**Given exercise**:
Retype the text on the empty-interface rule word for word, from its first line to its last.

The interface does not declare any members or implement two or more other interfaces.

By default, this rule only looks at externally visible interfaces, but this is configurable.

Rule description

Interfaces define members that provide a behavior or usage contract. The functionality that is described by the interface can be adopted by any type, regardless of where the type appears in the inheritance hierarchy. A type implements an interface by providing implementations for the members of the interface. An empty interface does not define any members. Therefore, it does not define a contract that can be implemented.

If your design includes empty interfaces that types are expected to implement, you are probably using an interface as a marker or a way to identify a group of types. If this identification will occur at run time, the correct way to accomplish this is to use a custom attribute. Use the presence or absence of the attribute, or the properties of the attribute, to identify the target types. If the identification must occur at compile time, then it is acceptable to use an empty interface.

How to fix violations

Remove the interface or add members to it. If the empty interface is being used to label a set of types, replace the interface with a custom attribute.

**Supplied data**:
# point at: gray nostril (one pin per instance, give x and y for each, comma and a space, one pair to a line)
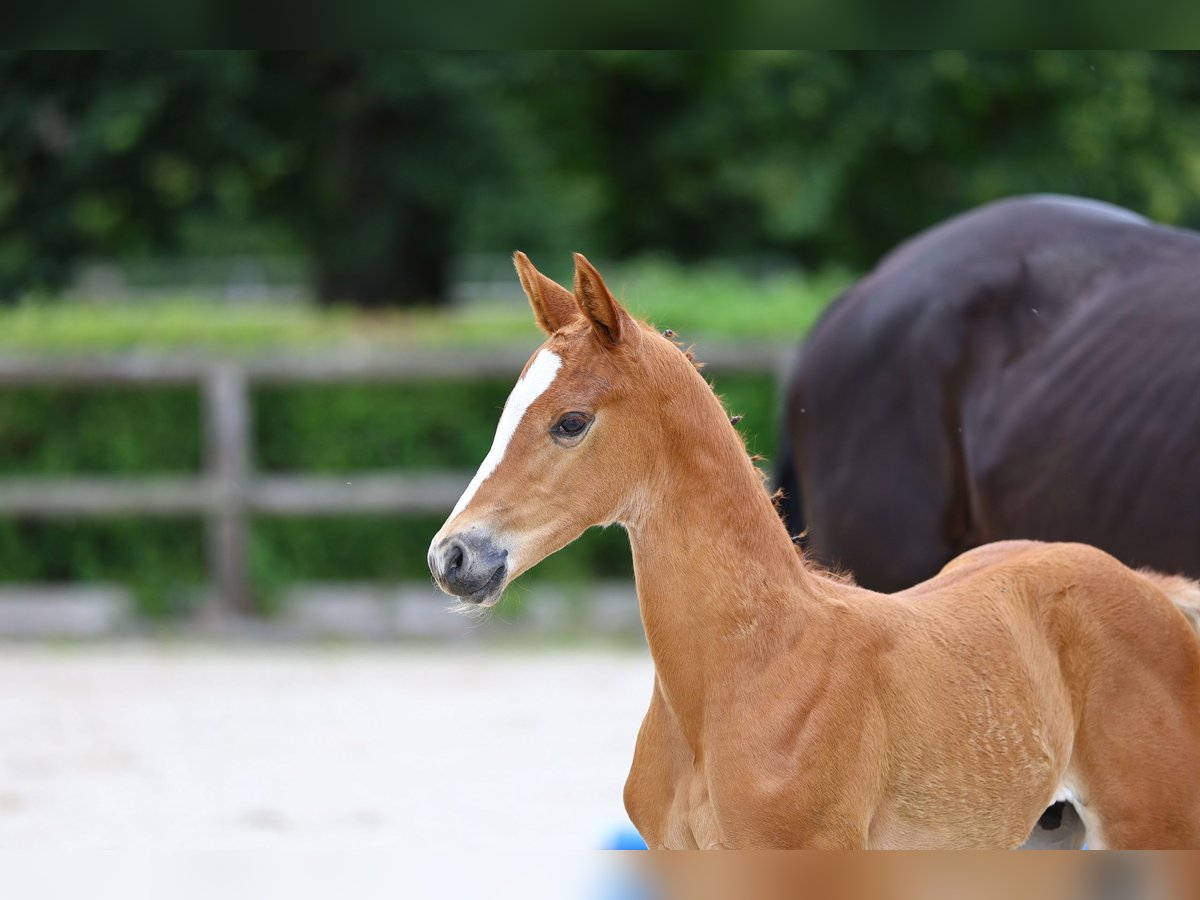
454, 558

**Reply to the exercise**:
The interface does not declare any members or implement two or more other interfaces.

By default, this rule only looks at externally visible interfaces, but this is configurable.

Rule description

Interfaces define members that provide a behavior or usage contract. The functionality that is described by the interface can be adopted by any type, regardless of where the type appears in the inheritance hierarchy. A type implements an interface by providing implementations for the members of the interface. An empty interface does not define any members. Therefore, it does not define a contract that can be implemented.

If your design includes empty interfaces that types are expected to implement, you are probably using an interface as a marker or a way to identify a group of types. If this identification will occur at run time, the correct way to accomplish this is to use a custom attribute. Use the presence or absence of the attribute, or the properties of the attribute, to identify the target types. If the identification must occur at compile time, then it is acceptable to use an empty interface.

How to fix violations

Remove the interface or add members to it. If the empty interface is being used to label a set of types, replace the interface with a custom attribute.